Segment Start: Records for the task

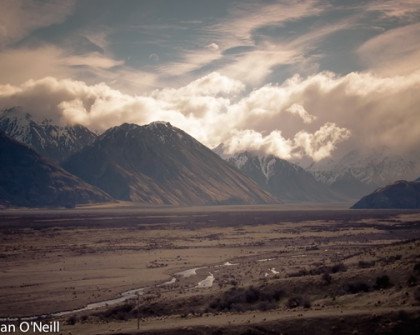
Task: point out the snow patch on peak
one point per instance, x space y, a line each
159 124
240 160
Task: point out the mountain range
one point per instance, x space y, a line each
161 164
49 140
286 181
401 194
29 180
356 174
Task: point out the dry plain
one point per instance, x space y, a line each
213 270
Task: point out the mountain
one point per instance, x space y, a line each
27 179
356 174
286 181
401 194
161 164
49 140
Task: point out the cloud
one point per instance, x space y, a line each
301 112
403 9
213 46
237 30
301 117
18 18
396 51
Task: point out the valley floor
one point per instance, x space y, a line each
217 270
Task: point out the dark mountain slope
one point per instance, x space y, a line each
49 140
401 194
27 179
285 180
161 164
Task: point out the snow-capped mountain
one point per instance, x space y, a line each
356 174
401 194
27 179
160 164
286 181
50 140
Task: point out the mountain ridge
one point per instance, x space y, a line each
30 180
161 164
401 194
48 139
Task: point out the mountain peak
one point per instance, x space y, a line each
51 140
160 164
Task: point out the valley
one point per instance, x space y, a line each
230 269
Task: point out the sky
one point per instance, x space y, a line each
297 79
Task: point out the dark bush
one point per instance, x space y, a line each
412 281
326 278
123 312
250 298
340 267
298 301
382 282
71 320
356 287
366 264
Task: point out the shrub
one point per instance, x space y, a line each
382 282
297 301
242 299
366 264
356 287
340 267
71 320
412 281
326 278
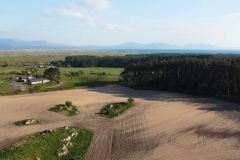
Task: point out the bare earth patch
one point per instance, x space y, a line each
161 125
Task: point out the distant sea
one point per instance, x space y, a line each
171 51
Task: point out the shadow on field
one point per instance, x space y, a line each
205 104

Segment End: Records for the task

What to work on |
The material should be returned verbatim, with all images omitted.

Completed exercise |
Task: point out the snow patch on peak
one point per instance, x space y, a line each
159 124
240 160
Task: point out the mountain range
one point per instance, x space y, a line each
161 164
49 140
286 181
401 194
29 180
356 174
Task: point out the dry plain
one point per instance, x space y, a line each
213 270
Task: point out the mountain
one point per instance, x space y, a line each
27 179
356 174
286 181
401 194
161 164
49 140
Task: point out the cloud
one point per instance, x space y, a line each
301 112
403 9
213 46
237 30
301 117
18 18
396 51
Task: point out the valley floor
one point per instance, x space y, a line each
217 270
Task: point out the dark mountain slope
one point per instance, x space y, a line each
49 140
401 194
27 179
285 180
161 164
Task: point out the snow-capped mountain
one point per instance, x space y, a line each
356 174
401 194
27 179
160 164
286 181
50 140
Task: point out the mountain ridge
one point per instance, x space y, a line each
30 180
161 164
401 194
48 139
Task: point out the mountain peak
one point per instance, x space y, a line each
51 140
160 164
Task: point out the valley
one point per instance, x space y, a line each
230 269
Task: point out the sky
one point per instance, x space y, a line each
297 79
Task: point out the dark bush
one point per instance, x space y, a line each
412 281
326 278
123 312
250 298
340 267
298 301
382 282
71 320
356 287
366 264
Task: point out the shrub
one point per instance, x space y, a line each
382 282
297 301
242 299
366 264
356 287
340 267
71 320
412 281
326 278
Task: point out the bare earth patch
one point per instance, x space y, a line each
161 125
Task: point out the distant sea
one point per instance, x space y, a line each
171 51
Task: point out the shadow on field
one point per instance, x space y, a line each
205 104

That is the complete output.